■ EXTRACTED INFORMATION ■
::::::
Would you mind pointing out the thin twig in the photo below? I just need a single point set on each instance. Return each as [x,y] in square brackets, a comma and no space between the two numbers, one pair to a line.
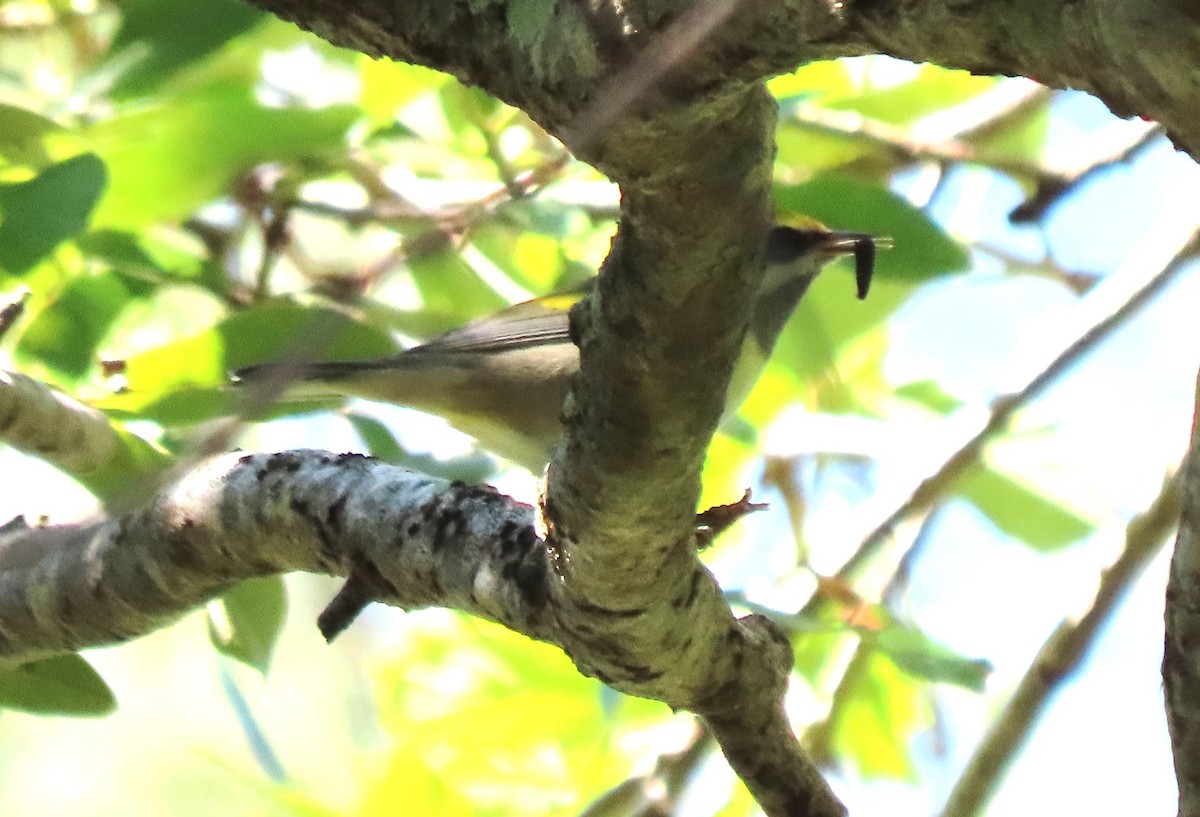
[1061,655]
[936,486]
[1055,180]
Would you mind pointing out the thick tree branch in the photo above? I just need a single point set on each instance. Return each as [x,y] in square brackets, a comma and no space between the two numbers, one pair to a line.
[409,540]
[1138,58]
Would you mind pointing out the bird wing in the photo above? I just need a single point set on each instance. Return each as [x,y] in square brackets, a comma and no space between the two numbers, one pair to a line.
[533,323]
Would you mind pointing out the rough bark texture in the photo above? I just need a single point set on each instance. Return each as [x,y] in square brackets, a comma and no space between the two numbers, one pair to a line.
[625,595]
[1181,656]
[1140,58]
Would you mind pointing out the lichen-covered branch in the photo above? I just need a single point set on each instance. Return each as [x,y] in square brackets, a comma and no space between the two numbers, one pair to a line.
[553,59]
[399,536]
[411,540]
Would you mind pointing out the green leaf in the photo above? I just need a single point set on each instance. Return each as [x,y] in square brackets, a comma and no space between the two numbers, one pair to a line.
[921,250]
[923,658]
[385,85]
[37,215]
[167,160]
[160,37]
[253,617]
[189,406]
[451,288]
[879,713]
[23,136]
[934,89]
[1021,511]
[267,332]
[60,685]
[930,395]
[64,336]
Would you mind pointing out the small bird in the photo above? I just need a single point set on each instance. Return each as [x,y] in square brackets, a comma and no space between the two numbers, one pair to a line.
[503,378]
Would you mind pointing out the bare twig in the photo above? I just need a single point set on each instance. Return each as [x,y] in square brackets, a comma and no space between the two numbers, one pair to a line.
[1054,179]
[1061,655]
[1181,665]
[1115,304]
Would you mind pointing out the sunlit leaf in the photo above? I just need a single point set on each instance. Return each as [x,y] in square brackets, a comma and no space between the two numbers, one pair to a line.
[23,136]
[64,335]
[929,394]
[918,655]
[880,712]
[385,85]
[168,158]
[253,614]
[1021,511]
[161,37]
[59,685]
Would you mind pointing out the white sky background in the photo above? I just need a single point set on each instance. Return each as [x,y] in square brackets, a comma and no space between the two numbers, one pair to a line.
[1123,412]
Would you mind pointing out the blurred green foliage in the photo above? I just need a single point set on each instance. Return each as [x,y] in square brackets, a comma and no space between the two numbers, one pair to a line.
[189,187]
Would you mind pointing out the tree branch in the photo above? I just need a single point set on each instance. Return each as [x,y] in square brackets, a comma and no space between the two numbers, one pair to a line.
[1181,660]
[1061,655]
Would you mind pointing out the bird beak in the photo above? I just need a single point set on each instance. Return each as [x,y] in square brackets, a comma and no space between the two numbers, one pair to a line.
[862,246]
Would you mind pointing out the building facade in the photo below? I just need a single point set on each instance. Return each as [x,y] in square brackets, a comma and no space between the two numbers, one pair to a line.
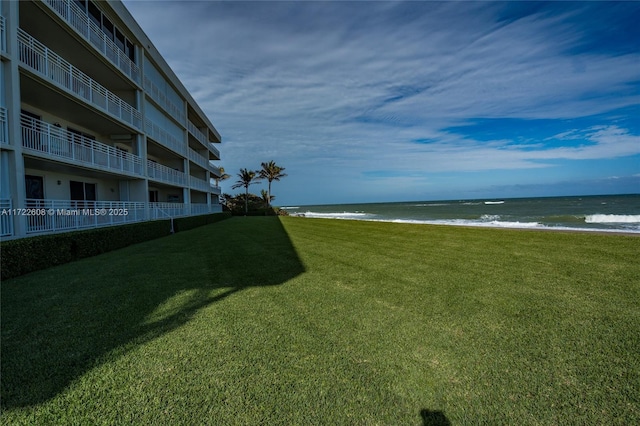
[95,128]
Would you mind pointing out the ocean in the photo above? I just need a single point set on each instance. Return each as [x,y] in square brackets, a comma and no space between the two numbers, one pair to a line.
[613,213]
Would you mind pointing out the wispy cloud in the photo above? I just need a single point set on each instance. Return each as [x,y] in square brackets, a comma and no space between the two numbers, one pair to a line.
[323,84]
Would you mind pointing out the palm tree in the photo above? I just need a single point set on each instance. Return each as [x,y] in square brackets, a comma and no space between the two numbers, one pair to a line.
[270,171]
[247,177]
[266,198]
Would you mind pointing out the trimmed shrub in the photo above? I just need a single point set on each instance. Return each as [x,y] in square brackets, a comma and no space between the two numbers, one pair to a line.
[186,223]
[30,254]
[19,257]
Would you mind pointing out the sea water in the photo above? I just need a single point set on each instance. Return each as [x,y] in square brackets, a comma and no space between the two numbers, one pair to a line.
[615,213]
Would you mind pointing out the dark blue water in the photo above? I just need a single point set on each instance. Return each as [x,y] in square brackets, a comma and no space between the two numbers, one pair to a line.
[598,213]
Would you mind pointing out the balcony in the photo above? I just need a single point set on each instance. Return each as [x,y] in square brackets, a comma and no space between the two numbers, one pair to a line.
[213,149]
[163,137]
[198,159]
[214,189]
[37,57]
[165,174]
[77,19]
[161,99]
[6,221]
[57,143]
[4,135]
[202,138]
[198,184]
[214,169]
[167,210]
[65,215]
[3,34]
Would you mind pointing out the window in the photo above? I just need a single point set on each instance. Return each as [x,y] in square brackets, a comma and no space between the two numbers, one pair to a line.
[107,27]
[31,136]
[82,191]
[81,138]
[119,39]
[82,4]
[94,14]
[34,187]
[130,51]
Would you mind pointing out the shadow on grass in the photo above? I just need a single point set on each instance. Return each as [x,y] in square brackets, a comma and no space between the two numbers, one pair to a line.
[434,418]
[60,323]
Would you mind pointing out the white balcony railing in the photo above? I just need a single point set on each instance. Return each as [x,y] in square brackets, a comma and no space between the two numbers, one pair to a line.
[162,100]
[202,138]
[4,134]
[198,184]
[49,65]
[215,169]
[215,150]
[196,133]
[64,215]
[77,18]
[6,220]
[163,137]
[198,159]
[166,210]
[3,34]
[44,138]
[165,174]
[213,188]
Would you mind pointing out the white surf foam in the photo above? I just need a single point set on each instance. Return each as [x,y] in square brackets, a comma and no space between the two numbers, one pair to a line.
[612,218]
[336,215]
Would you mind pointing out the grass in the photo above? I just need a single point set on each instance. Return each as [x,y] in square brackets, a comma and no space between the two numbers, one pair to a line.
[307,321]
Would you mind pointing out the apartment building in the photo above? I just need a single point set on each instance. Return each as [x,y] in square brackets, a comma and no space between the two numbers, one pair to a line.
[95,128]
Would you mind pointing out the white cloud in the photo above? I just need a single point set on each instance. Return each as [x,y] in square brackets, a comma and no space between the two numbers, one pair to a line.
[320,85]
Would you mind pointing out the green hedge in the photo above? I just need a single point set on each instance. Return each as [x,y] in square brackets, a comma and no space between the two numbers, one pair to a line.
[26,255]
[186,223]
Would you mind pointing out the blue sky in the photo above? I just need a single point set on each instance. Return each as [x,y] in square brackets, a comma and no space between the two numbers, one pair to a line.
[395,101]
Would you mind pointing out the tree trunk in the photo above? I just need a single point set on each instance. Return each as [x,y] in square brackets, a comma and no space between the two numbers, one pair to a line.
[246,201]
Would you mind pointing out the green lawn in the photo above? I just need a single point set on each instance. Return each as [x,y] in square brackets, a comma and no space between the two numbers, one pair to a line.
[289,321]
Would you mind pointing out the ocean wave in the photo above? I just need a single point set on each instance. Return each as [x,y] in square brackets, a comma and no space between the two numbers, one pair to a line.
::::::
■ SHORT TASK ■
Can you rewrite the part that opens with the line containing "Would you mind pointing out the blue" and runs through the end of the records, changing "green lawn" to "grassy field" and leaving everything else as it is?

■ TASK SOLUTION ■
Would you mind pointing out the blue sky in the photo above? I just need a single point set on each instance. Return each as [x,y] in square brackets, a comma and no space between the two numbers, one pair to a line.
[395,101]
Would you mind pointing out the tree trunk in the photo above? I just need a single point set on each instance. Return each as [x,y] in square brackets, a comma and no space between the two numbers, one pair to a line.
[246,201]
Would you mind pointing out the grassy field in the photo above? I just need a single point set on each instance. Return each as [x,y] in square brackets, a comma and no space between the two numbers, one pair to a line.
[289,321]
Would you mind pointing out the ocean wave in the photo above? I just need a single point set on each instance. Return each as [x,y] in square brackets, a comma and no space between the two numbers, one pair to a line.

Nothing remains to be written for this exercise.